* Task requirements
Filter the records below, keeping every line that contains the string "rocky" and copying each such line. Case counts, so match the string with exactly the same capitalization.

--- Begin Rows ---

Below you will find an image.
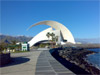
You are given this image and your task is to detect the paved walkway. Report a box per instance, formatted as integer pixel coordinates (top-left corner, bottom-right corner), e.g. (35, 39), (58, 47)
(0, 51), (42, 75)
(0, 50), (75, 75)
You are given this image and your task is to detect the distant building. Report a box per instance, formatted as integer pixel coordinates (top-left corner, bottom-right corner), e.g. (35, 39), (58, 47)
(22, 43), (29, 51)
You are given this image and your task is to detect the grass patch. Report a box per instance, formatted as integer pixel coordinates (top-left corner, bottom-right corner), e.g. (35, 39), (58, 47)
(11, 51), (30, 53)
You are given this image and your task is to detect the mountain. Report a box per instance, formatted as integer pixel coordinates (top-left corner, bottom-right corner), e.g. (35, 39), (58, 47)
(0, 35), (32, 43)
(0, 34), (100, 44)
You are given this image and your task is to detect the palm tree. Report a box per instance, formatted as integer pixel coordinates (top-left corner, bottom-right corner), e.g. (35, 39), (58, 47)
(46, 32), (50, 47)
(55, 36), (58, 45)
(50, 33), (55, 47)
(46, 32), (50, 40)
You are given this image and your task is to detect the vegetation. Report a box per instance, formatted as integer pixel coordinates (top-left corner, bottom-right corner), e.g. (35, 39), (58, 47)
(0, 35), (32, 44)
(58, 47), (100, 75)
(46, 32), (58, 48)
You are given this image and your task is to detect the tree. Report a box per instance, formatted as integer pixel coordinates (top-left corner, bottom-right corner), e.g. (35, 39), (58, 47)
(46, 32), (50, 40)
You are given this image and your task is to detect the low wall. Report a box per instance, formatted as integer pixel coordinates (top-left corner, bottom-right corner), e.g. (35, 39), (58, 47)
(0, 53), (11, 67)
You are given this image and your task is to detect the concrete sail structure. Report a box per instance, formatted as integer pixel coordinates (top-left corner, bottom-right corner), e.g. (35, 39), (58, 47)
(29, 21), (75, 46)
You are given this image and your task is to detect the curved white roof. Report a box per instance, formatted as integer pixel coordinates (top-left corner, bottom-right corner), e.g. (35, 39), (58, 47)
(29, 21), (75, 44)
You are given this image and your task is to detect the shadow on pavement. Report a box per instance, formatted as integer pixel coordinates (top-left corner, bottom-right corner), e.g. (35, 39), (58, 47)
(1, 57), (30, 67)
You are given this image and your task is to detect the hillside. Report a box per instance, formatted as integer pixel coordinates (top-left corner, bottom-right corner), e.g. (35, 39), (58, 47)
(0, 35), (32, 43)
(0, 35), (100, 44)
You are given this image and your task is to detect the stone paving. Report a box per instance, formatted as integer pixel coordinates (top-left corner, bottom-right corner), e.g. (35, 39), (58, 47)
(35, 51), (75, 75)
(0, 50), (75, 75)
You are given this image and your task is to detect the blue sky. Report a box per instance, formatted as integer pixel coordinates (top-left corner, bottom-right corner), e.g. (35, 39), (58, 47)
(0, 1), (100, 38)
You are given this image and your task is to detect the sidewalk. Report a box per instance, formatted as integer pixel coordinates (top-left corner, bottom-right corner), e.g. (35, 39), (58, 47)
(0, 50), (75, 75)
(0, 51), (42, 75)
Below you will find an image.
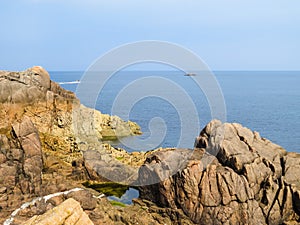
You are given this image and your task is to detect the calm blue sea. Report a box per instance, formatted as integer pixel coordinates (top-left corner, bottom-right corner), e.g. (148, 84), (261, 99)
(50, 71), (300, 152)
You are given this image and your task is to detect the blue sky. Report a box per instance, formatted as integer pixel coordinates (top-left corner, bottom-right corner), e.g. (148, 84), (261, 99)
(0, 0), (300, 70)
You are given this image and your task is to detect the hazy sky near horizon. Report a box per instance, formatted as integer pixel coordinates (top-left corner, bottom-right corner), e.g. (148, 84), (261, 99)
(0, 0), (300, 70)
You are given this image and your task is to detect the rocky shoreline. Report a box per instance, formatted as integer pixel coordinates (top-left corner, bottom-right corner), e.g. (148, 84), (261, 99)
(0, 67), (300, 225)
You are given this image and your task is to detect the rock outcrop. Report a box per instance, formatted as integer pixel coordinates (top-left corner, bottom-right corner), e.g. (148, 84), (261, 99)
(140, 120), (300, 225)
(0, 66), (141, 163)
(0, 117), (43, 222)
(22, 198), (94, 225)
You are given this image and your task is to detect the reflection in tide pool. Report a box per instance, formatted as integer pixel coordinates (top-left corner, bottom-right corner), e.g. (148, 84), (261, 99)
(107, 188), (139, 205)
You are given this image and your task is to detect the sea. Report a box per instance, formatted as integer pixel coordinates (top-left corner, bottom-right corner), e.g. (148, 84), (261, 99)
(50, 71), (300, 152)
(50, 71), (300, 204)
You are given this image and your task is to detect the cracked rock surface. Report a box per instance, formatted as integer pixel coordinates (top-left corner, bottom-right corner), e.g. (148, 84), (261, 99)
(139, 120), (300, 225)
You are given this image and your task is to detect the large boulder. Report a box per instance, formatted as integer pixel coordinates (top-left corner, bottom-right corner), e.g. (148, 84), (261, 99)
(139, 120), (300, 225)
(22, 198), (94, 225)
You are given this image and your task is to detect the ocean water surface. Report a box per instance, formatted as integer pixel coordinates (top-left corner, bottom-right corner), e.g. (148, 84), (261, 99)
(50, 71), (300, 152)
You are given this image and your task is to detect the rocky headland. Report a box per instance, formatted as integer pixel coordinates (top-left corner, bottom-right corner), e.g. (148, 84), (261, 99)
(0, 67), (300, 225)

--- End Rows ---

* Answer to the task
You are given this image and your task is to detect the rocky shoreline. Report a box per instance, formatted as integer pixel coordinates (top-left corner, bottom-right corner), e.g. (148, 84), (261, 99)
You are given this image and your task is to detect the rocky headland. Report a box per instance, formatted as integer pixel coordinates (top-left corner, bottom-right corner), e.g. (148, 84), (261, 99)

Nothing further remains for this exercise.